> Reading passage
Updated the bug title accordingly. In addition, I don't think this gap on two requests compared for 3.4 should be considered as a blocker for the version. Scott - please input on that. Barak - should this be moved to virt as JSONRPC isn't the root cause here, and both requests are virt-related?
(In reply to Oved Ourfali from comment #15) > Updated the bug title accordingly. > In addition, I don't think this gap on two requests compared for 3.4 should > be considered as a blocker for the version. > > Scott - please input on that. > > Barak - should this be moved to virt as JSONRPC isn't the root cause here, > and both requests are virt-related? After discussing offline with Barak, I'm removing the blocker flag, and targeting to 3.5.Z. Scott - leaving needinfo on you, in case you think otherwise.
I'd be happy to review specific items, but IMHO we need to replay the same scenarios with the same speed. I'm not sure this is the case here. I.e. when your test creates 50 VMs...does it try to do it "as fast as it can"? If so then we can't look at it from the response time perspective only... Can you point me to the specific cases and what they were doing, how fast were the parallel requests send? I suppose we can talk only about the problematic VM create, VM shutdown and VM login cases...

> Listed entries
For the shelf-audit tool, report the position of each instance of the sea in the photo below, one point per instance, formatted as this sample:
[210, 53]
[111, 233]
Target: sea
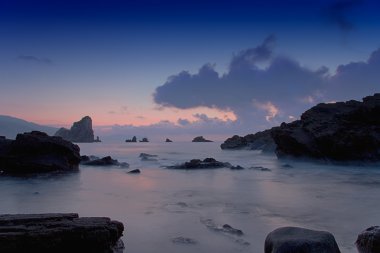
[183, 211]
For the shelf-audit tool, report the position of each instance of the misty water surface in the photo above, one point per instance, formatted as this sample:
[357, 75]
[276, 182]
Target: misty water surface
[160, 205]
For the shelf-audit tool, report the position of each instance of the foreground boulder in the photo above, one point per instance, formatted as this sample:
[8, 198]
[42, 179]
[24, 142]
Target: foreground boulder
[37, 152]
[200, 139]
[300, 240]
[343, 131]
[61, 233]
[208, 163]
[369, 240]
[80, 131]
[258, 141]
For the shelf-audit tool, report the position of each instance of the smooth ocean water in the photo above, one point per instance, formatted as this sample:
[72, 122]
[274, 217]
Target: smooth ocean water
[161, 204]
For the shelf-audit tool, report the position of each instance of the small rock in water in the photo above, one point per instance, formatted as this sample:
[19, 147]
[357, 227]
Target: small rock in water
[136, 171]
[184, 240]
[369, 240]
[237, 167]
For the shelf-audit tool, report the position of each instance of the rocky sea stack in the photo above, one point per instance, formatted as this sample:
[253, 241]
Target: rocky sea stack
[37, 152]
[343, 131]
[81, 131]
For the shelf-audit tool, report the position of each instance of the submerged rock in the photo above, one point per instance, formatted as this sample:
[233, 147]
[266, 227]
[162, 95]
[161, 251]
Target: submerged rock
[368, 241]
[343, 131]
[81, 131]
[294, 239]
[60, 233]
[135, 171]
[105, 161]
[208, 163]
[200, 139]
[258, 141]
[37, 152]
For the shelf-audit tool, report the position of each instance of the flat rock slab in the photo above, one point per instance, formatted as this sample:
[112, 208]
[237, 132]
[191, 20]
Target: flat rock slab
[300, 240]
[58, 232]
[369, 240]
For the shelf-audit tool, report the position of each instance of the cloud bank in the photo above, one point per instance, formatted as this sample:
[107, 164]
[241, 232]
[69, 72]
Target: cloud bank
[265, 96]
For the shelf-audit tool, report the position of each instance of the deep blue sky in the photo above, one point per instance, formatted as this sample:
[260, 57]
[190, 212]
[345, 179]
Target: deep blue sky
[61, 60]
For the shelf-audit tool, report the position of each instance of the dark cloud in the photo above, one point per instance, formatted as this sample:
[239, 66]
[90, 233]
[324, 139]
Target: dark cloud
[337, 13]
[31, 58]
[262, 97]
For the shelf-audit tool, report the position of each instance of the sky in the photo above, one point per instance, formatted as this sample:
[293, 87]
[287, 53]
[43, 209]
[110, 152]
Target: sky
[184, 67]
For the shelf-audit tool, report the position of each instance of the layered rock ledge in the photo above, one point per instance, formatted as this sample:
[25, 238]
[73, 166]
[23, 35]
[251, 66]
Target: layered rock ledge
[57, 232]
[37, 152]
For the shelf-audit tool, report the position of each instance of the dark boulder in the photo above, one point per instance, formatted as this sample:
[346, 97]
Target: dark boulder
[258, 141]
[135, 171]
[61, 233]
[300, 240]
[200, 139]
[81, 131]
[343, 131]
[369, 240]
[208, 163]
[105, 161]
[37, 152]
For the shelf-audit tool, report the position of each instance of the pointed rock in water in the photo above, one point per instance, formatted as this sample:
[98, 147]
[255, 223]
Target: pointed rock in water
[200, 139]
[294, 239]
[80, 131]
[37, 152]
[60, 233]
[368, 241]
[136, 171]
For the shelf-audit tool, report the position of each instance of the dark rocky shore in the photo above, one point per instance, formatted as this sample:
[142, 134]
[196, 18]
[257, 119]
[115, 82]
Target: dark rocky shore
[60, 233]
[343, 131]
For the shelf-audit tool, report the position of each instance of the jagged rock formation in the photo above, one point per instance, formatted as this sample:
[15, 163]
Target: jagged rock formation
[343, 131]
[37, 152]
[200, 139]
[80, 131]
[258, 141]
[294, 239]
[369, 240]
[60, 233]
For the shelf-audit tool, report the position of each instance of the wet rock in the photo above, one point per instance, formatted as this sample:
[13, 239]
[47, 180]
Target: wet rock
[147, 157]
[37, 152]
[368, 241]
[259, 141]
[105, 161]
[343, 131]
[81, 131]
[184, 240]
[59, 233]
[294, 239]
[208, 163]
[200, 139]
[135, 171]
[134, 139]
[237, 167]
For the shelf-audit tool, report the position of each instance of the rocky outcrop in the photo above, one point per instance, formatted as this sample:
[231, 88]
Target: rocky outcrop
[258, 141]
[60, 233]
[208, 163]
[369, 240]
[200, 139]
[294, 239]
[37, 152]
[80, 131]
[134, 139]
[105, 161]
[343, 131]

> Task to complete
Reproduce the bug discussion word for word, starting with "(In reply to" and going on through "you think otherwise.".

> The completed task
(In reply to Oved Ourfali from comment #15) > Updated the bug title accordingly. > In addition, I don't think this gap on two requests compared for 3.4 should > be considered as a blocker for the version. > > Scott - please input on that. > > Barak - should this be moved to virt as JSONRPC isn't the root cause here, > and both requests are virt-related? After discussing offline with Barak, I'm removing the blocker flag, and targeting to 3.5.Z. Scott - leaving needinfo on you, in case you think otherwise.